▸ **AANGELEVERDE TEKST**
Moderne kunst en vernietiging

Maar Gamboni beperkt zich in zijn boek niet tot de grootschalige vernietiging of censuur van culturele goederen die in de 19de en 20ste eeuw plaatsvonden op basis van dominante ideologieën – collectief dus en van bovenaf bepaald – hij besteedt ook aandacht aan acties van onderaf. Zo werden aan het begin van deze eeuw in Engeland verscheidene gebouwen en schilderijen, met als meest beroemde voorbeeld de Rokeby Venus van Velazquez in de National Gallery, beschadigd door suffragettes die wilden protesteren tegen de sociale achterstelling van de vrouw. In meer recente tijden grepen onafhankelijkheidsbewegingen, onder andere in Ierland en Zwitserland, herhaaldelijk naar het middel van de beschadiging of diefstal van kunst. En dan zijn er de talloze individuele beschadigingsacties, waarvan de daders geestelijk gestoord en/of op publiciteit uit kunnen zijn, maar die zich toch ook opvallend vaak beroepen op een hoger doel. Kunst is door haar aura en geldwaarde bij uitstek geschikt om een publiek statement te maken, niet alleen in het scheppen maar ook in het vernietigen ervan. De dader kan daarbij in eigen of andermans ogen zelfs bepaalde trekken van het moderne kunstenaarsimago krijgen, bijvoorbeeld die van het miskende genie. De man die in 1964 Michelangelo’s Pieta in Rome beschadigde, werd door een groep jonge Zwitserse kunstenaars voorgedragen voor de grote prijs van de Biënnale in Venetië. Toen de Russische kunstenaar Alexander Brener onlangs in Amsterdam een groen dollarteken op een schilderij van Malevich spoot, vroeg een groep Rotterdamse kunstenaars begrip voor zijn motieven.

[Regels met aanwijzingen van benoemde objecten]
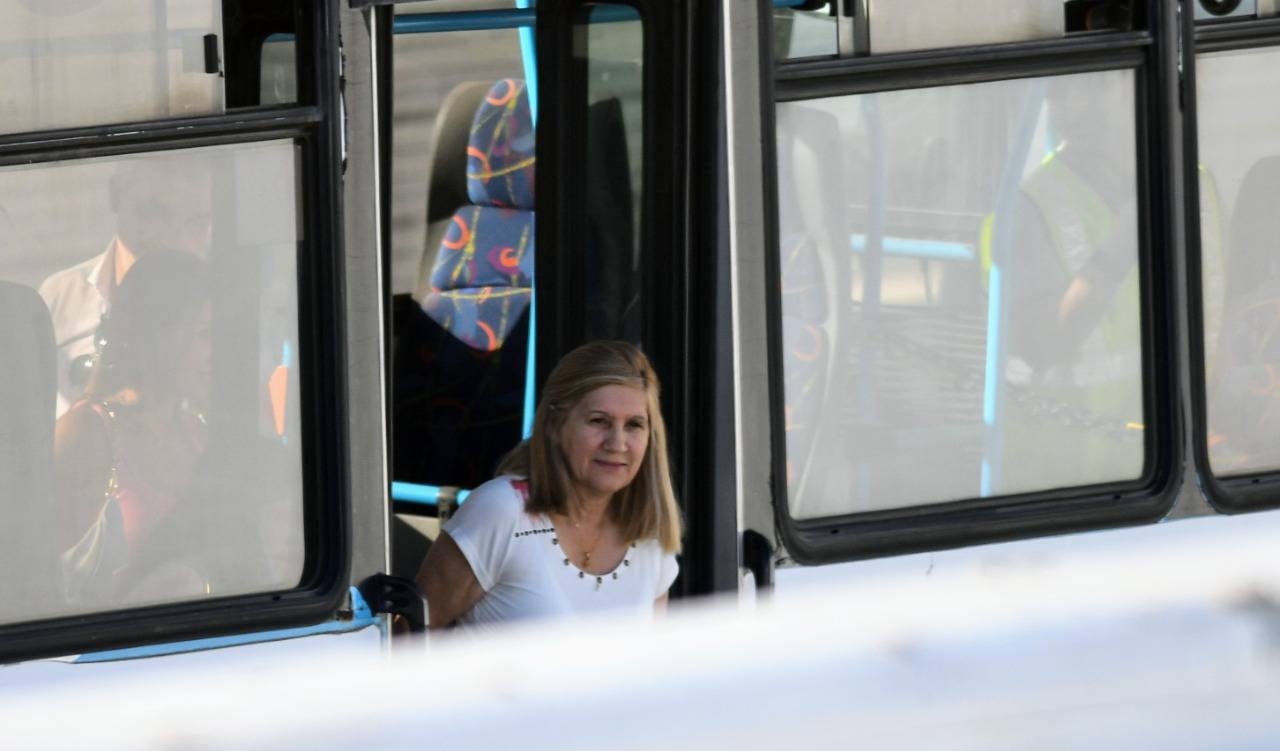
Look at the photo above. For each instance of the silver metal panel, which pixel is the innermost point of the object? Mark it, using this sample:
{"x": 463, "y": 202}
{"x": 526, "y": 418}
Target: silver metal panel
{"x": 899, "y": 26}
{"x": 1246, "y": 9}
{"x": 746, "y": 266}
{"x": 365, "y": 335}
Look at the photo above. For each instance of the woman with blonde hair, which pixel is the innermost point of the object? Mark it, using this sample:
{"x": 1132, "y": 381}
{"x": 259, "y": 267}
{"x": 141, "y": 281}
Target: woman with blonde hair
{"x": 581, "y": 516}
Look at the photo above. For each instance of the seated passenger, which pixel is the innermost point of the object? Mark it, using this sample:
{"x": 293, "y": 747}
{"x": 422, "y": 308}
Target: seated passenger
{"x": 126, "y": 453}
{"x": 581, "y": 517}
{"x": 160, "y": 204}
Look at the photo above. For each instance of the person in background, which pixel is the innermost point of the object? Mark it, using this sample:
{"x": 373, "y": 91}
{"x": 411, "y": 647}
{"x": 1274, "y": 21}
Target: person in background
{"x": 127, "y": 452}
{"x": 160, "y": 204}
{"x": 581, "y": 516}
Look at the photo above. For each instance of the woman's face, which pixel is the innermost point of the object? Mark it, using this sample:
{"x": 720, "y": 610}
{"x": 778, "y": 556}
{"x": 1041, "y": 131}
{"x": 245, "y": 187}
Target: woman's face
{"x": 604, "y": 438}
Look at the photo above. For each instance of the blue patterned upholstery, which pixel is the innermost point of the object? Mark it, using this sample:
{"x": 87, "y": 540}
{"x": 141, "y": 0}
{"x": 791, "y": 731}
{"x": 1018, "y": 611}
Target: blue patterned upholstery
{"x": 501, "y": 154}
{"x": 481, "y": 282}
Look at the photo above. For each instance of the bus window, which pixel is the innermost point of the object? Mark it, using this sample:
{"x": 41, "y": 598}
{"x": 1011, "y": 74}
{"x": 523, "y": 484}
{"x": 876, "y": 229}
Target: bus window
{"x": 172, "y": 381}
{"x": 1239, "y": 179}
{"x": 429, "y": 179}
{"x": 804, "y": 30}
{"x": 959, "y": 292}
{"x": 462, "y": 252}
{"x": 86, "y": 62}
{"x": 900, "y": 26}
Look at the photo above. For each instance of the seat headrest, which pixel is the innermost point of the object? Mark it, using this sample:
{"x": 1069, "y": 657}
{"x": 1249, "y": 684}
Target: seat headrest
{"x": 501, "y": 151}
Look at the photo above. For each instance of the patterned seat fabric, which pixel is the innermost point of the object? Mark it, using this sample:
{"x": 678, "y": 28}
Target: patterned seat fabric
{"x": 481, "y": 283}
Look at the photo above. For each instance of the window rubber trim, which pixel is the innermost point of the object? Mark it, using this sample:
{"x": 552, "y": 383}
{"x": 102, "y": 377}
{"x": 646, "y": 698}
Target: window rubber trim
{"x": 1249, "y": 491}
{"x": 323, "y": 587}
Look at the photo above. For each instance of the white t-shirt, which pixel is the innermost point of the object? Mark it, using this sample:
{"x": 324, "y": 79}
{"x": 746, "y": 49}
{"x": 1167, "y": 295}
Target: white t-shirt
{"x": 517, "y": 559}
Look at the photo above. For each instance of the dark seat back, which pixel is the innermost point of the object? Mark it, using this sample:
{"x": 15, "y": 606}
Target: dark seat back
{"x": 460, "y": 371}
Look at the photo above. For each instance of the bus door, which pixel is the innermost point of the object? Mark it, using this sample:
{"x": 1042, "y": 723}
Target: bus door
{"x": 542, "y": 196}
{"x": 188, "y": 430}
{"x": 963, "y": 257}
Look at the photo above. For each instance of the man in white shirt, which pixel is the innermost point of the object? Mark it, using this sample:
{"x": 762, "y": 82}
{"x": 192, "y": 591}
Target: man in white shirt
{"x": 160, "y": 204}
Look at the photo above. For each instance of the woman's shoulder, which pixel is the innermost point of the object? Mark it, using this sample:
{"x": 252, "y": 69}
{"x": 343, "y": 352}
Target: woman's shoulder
{"x": 502, "y": 497}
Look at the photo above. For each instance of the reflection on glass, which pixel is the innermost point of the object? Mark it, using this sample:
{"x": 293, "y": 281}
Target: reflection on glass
{"x": 613, "y": 60}
{"x": 804, "y": 33}
{"x": 959, "y": 292}
{"x": 1239, "y": 183}
{"x": 169, "y": 308}
{"x": 87, "y": 62}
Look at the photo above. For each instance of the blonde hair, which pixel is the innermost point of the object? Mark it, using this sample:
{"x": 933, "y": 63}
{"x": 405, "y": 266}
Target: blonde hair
{"x": 645, "y": 508}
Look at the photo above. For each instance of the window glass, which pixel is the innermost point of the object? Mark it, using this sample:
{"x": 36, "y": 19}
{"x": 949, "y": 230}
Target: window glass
{"x": 959, "y": 292}
{"x": 804, "y": 33}
{"x": 613, "y": 58}
{"x": 903, "y": 26}
{"x": 87, "y": 62}
{"x": 154, "y": 378}
{"x": 1239, "y": 181}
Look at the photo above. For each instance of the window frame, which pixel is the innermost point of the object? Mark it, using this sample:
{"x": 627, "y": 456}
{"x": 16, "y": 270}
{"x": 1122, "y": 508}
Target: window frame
{"x": 315, "y": 128}
{"x": 965, "y": 521}
{"x": 1257, "y": 490}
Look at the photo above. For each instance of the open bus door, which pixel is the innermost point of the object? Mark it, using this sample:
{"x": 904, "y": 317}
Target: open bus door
{"x": 192, "y": 421}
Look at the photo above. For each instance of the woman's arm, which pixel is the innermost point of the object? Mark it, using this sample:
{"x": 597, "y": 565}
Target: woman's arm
{"x": 447, "y": 581}
{"x": 82, "y": 456}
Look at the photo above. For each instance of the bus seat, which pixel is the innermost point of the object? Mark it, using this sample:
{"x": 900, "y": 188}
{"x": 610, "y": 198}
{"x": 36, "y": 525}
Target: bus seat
{"x": 481, "y": 280}
{"x": 460, "y": 371}
{"x": 447, "y": 183}
{"x": 27, "y": 389}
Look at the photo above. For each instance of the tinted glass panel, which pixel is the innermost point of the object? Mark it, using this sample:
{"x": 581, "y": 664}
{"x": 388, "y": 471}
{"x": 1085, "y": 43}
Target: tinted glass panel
{"x": 152, "y": 394}
{"x": 804, "y": 33}
{"x": 613, "y": 59}
{"x": 959, "y": 292}
{"x": 1239, "y": 179}
{"x": 86, "y": 62}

▸ **OPDRACHT**
Schrijf de tekst over moderne kunst en vernietiging verder, te beginnen na de laatste zin.

▸ **ANTWOORD OP OPDRACHT**
Velazquez, Michelangelo, Rubens, Rembrandt, Van Gogh, Malevich: de groten uit de kunstgeschiedenis worden doorgaans als slachtoffer gekozen. Bij hedendaagse kunst is echter de vernietigings- of beschadigingsactie bijna altijd tegen die kunst zelf gericht. Soms betreft het ook wel beroemde werken in musea, zoals de schilderijen van Barnett Newman in Berlijn en Amsterdam, maar meestal gaat het om kunst die de status en relatieve bescherming van het museum moet ontberen. Vooral kunst in de openbare ruimte, tijdelijk tentoongesteld of permanent geplaatst, lokt veelvuldig protesten uit en wordt beschadigd of verwijderd. Dat laatste gebeurde in een geruchtmakende affaire met Richard Serra’s Tilted Arc in New York, na acties van omwonenden en personeel van het overheidsgebouw waar het beeld was opgesteld. Serra had het compromis afgewezen om een andere plaats voor Tilted Arc te zoeken, met het plausibele argument dat het beeld voor die bewuste locatie was geconcipieerd. Dat geldt natuurlijk voor heel veel kunst in een architectonische of stedebouwkundige context.

Het is verbazingwekkend hoe achteloos daarin vaak veranderingen worden aangebracht zonder dat er noemenswaardig tegen wordt geprotesteerd. Zo werd de grote sculptuur Belichaamde eenheid van Wessel Couzijn in Rotterdam een aantal jaren geleden verwijderd van het gebouw waarvoor het was gemaakt en bij het nieuwe hoofdkantoor van Unilever geplaatst. En als het aan Jan Dibbets had gelegen, zou het oorlogsmonument van J.J.P. Oud en John Raedecker op de Dam in Amsterdam bij de komende restauratie onherkenbaar worden verminkt.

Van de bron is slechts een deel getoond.